• [Texto fornecido]
/---

O Brasil encontra-se diante de uma verdadeira guerra no interior do mundo do trabalho, cada vez mais degradado pela desindustrialização que marca a contrarrevolução neoliberal conservadora sucessora do governo Sarney (1985-1990). Desde então, o pacto político constitutivo da virada cultural desenvolvimentista inaugurada pela conjunção dos movimentos modernista e tenentista na Revolução de 1930 passou a dar lugar à política de dominância rentista-neoextrativista.

Do ponto do vista do conjunto da força de trabalho, a nova maioria política tem procurado se sustentar mediante sucessiva política de gestão ampliada da massa social que sobra do declínio econômico nacional. De um lado, o avanço do Estado social em financiar a sobrevivência de ampla parcela populacional através do fundo público, capaz de atender o equivalente a 40% da população brasileira em diversos programas de garantia do rendimento.

De outro, o alastramento do Estado policial a patrocinar tanto o encarceramento de parcela crescente da massa sobrante como a sua aniquilação por políticas disseminatórias de violência pública e privada. A inédita expansão da taxa de homicídios expõe a prática do extermínio da população juvenil, negra e empobrecida que descartada pelo Estado social termina sendo incluída pelo Estado policial.

\---

• [Dados para análise]
/---

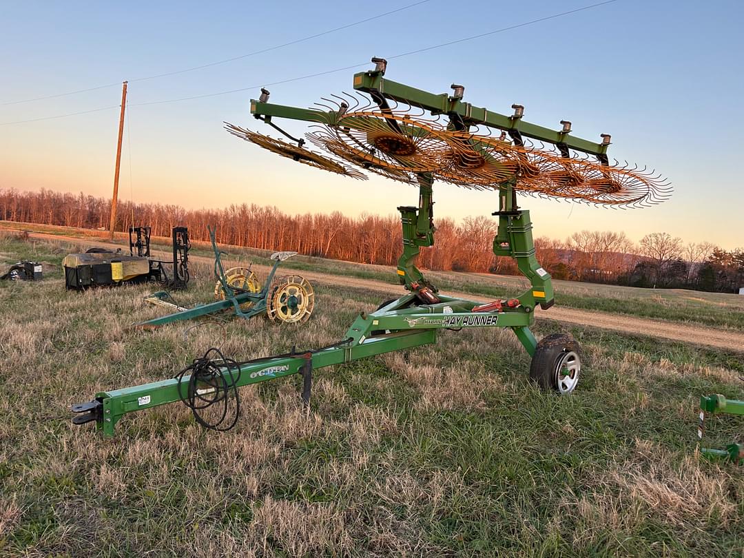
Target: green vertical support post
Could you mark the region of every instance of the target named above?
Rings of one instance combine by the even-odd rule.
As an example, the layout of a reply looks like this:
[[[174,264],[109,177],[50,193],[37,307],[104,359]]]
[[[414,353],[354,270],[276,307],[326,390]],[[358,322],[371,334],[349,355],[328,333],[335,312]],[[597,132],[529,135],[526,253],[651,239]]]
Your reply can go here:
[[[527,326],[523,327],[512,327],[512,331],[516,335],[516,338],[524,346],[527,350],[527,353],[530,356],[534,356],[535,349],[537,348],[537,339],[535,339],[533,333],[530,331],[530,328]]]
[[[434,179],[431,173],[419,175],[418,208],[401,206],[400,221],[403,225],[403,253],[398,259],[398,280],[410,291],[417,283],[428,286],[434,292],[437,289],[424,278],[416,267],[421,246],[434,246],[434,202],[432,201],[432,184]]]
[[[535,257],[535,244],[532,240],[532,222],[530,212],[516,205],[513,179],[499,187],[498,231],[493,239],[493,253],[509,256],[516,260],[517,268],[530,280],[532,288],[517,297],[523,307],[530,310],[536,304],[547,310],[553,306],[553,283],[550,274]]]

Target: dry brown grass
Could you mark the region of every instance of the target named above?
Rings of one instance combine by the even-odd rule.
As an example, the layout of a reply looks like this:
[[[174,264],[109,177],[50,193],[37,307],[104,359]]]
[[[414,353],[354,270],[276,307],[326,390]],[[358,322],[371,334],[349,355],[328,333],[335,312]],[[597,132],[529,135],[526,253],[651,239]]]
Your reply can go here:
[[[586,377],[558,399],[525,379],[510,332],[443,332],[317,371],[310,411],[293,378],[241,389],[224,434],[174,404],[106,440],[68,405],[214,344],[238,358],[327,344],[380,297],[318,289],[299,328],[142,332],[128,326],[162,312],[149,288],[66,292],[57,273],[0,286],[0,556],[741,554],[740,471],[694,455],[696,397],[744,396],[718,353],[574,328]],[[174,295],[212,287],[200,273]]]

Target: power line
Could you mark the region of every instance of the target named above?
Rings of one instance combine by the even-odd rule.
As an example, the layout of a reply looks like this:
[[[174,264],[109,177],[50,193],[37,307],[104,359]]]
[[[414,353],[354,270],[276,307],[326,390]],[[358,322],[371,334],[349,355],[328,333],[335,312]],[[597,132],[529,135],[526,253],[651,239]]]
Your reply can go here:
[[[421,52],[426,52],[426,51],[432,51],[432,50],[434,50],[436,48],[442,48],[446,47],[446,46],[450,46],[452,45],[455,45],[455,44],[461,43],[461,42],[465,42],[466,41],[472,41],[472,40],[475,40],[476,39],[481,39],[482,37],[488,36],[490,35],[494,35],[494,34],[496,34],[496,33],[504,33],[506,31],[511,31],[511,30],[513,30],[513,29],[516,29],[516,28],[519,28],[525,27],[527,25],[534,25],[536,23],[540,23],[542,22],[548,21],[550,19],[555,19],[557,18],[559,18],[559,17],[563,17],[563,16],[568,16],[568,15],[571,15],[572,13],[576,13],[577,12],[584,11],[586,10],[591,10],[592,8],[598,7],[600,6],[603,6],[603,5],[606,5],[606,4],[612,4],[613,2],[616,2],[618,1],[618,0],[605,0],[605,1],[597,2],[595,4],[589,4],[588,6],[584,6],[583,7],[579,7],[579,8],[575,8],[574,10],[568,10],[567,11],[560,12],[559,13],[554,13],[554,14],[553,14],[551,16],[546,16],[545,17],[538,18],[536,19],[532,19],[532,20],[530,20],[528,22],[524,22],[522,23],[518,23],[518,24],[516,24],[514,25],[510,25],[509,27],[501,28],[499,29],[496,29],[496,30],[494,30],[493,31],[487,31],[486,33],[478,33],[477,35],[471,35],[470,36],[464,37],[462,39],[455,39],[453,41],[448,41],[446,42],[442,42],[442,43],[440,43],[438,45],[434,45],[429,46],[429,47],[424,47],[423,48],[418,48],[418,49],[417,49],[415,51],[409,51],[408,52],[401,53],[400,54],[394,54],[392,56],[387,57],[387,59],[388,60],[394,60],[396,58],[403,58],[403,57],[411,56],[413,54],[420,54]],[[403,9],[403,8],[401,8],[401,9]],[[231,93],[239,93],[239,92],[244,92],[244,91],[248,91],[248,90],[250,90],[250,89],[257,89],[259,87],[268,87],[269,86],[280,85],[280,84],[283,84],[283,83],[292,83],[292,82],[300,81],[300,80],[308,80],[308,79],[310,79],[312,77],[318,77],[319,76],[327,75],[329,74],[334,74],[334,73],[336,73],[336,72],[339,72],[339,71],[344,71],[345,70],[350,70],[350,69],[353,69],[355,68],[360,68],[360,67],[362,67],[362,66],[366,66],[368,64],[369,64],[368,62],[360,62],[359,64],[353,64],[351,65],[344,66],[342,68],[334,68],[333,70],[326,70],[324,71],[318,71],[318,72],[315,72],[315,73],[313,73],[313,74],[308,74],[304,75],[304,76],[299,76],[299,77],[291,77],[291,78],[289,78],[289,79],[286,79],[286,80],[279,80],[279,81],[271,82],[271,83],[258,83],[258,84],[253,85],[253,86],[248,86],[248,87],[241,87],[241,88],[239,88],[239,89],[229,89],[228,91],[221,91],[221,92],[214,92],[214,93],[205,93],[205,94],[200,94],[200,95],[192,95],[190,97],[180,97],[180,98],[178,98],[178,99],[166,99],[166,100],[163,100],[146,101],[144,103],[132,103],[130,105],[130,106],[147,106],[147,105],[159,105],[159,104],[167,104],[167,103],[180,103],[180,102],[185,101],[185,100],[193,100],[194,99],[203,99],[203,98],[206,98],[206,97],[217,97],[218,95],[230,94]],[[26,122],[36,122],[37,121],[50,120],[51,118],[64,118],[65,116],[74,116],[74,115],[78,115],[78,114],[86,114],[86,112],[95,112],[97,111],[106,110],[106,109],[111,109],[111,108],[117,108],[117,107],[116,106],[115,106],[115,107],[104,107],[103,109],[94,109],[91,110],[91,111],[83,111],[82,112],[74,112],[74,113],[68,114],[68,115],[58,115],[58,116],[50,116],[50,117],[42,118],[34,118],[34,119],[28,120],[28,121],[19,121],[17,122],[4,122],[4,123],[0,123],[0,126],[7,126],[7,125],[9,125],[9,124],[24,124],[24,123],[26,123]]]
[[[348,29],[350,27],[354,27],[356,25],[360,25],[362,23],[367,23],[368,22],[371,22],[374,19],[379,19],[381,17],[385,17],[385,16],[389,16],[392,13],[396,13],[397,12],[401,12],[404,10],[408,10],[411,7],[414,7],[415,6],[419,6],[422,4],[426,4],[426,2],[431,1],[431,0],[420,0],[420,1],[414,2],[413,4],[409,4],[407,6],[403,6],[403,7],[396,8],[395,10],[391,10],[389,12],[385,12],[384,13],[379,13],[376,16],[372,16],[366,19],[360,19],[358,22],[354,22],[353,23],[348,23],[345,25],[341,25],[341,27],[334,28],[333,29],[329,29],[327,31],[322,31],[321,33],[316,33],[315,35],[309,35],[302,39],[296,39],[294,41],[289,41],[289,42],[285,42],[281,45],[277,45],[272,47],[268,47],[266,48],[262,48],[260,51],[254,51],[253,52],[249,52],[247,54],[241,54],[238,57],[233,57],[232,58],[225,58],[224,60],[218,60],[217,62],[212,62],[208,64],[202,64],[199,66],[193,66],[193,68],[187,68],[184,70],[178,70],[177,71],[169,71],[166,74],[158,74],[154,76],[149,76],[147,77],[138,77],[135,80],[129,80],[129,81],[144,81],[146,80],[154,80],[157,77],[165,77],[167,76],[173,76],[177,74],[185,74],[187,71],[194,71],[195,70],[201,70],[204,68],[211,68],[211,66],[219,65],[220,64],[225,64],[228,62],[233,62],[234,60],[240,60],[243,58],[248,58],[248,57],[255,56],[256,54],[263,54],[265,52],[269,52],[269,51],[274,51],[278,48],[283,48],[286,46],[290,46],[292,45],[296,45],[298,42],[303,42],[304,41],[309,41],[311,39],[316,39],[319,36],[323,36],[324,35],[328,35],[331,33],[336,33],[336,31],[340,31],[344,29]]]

\---

• [Exercícios propostos]
a) Transcreva do texto sobre o mundo do trabalho no Brasil o trecho entre "Do ponto do" e "garantia do rendimento.", inclusive.
b) Reescreva de forma mais concisa o parágrafo do texto sobre o mundo do trabalho no Brasil que começa com "De outro, o alastramento", mantendo seus fatos principais.

• [Respostas dos exercícios]
a)
Do ponto do vista do conjunto da força de trabalho, a nova maioria política tem procurado se sustentar mediante sucessiva política de gestão ampliada da massa social que sobra do declínio econômico nacional. De um lado, o avanço do Estado social em financiar a sobrevivência de ampla parcela populacional através do fundo público, capaz de atender o equivalente a 40% da população brasileira em diversos programas de garantia do rendimento.

b) Por outro lado, o Estado policial se expande, promovendo tanto o encarceramento quanto a aniquilação, pela violência pública e privada, de parcela crescente da massa sobrante. A expansão inédita da taxa de homicídios revela o extermínio da população juvenil, negra e empobrecida. Descartada pelo Estado social, essa população acaba incluída pelo Estado policial.